#### Exercise brief:
Leave out the pictures and reproduce all of the data exactly.
** start Exercise input **
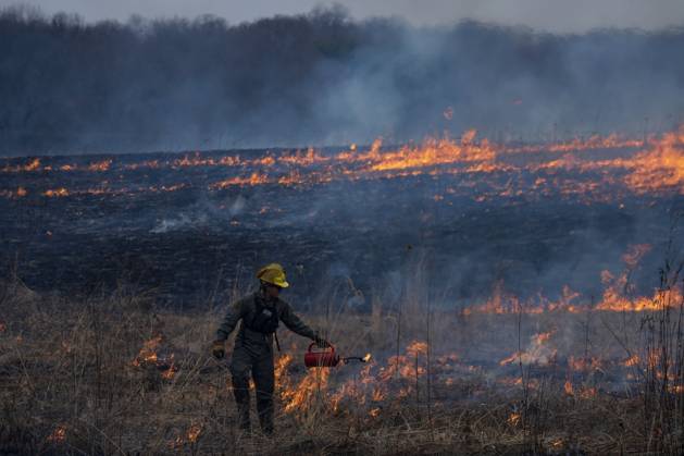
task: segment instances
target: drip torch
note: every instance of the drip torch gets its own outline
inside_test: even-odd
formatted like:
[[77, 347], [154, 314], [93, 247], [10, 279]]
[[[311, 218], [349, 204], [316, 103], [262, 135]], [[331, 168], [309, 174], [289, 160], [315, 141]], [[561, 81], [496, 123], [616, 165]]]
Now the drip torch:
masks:
[[337, 353], [335, 353], [335, 347], [329, 346], [327, 348], [321, 350], [313, 350], [315, 343], [309, 345], [309, 349], [304, 354], [304, 366], [308, 368], [332, 368], [337, 365], [348, 363], [349, 361], [359, 361], [359, 362], [368, 362], [371, 360], [371, 354], [369, 353], [365, 356], [348, 356], [340, 357]]

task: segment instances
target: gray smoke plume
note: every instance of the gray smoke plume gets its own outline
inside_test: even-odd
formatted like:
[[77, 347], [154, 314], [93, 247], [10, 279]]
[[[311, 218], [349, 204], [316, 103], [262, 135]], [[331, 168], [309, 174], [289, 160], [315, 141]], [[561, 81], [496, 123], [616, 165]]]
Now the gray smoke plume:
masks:
[[672, 127], [684, 30], [552, 35], [340, 9], [85, 23], [0, 13], [0, 153], [495, 139]]

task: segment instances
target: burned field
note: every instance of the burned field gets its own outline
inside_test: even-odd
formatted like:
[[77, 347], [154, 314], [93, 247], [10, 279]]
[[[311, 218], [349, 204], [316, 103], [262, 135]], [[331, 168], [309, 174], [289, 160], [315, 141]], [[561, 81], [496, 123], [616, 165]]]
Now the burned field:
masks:
[[[14, 452], [681, 449], [684, 134], [0, 162]], [[281, 331], [278, 436], [235, 429], [208, 347], [256, 267], [340, 353]], [[659, 274], [660, 271], [660, 274]]]

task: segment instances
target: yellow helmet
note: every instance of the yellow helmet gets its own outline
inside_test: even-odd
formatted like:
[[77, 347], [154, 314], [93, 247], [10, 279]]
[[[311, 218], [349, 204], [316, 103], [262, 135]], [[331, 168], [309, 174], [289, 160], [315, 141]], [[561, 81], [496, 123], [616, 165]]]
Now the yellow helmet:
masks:
[[289, 286], [289, 283], [287, 283], [285, 279], [285, 270], [278, 263], [271, 263], [261, 268], [259, 272], [257, 272], [257, 279], [279, 286], [281, 288], [287, 288]]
** end Exercise input **
#### Answer for this exercise:
task: segment instances
target: drip torch
note: every instance of the drip torch gets its own outline
inside_test: even-odd
formatted like:
[[77, 347], [154, 314], [93, 247], [10, 279]]
[[[311, 218], [349, 204], [316, 103], [262, 135]], [[331, 168], [309, 174], [289, 160], [315, 141]], [[561, 81], [496, 123], [616, 165]]]
Now the drip torch:
masks:
[[337, 353], [335, 353], [335, 347], [329, 346], [327, 348], [321, 350], [313, 350], [315, 343], [309, 345], [309, 349], [304, 354], [304, 366], [308, 368], [332, 368], [337, 365], [348, 363], [349, 361], [359, 361], [359, 362], [368, 362], [371, 360], [371, 354], [369, 353], [365, 356], [348, 356], [340, 357]]

task: segment instances
target: gray smoke plume
note: every instance of the gray smoke plume gets its own outline
inside_test: even-odd
formatted like:
[[77, 347], [154, 314], [93, 247], [10, 279]]
[[[311, 218], [349, 204], [316, 103], [262, 135]], [[331, 168], [309, 174], [289, 160], [315, 141]], [[561, 81], [496, 123], [616, 165]]]
Now the gray smoke plume:
masks:
[[672, 127], [684, 30], [552, 35], [340, 9], [85, 23], [0, 13], [0, 153], [495, 139]]

task: segment instances
target: burned field
note: every instance of the burned field gets its own outline
inside_test: even-odd
formatted like:
[[77, 347], [154, 314], [93, 247], [10, 279]]
[[[311, 218], [349, 204], [316, 103], [262, 135]], [[331, 168], [309, 174], [289, 160], [315, 141]], [[561, 81], [496, 123], [616, 165]]]
Now the burned field:
masks:
[[[14, 452], [681, 449], [684, 134], [0, 162]], [[281, 331], [278, 436], [235, 429], [208, 347], [256, 267], [340, 353]], [[659, 274], [660, 271], [660, 274]]]

task: segment instances
target: yellow helmet
note: every instance of the yellow helmet gets its own outline
inside_test: even-odd
formatted like:
[[77, 347], [154, 314], [93, 247], [10, 279]]
[[[311, 218], [349, 204], [316, 103], [262, 135]], [[331, 168], [309, 174], [289, 160], [315, 141]], [[561, 81], [496, 123], [616, 165]]]
Now the yellow helmet:
masks:
[[289, 286], [289, 283], [287, 283], [285, 279], [285, 270], [278, 263], [271, 263], [261, 268], [259, 272], [257, 272], [257, 279], [279, 286], [281, 288], [287, 288]]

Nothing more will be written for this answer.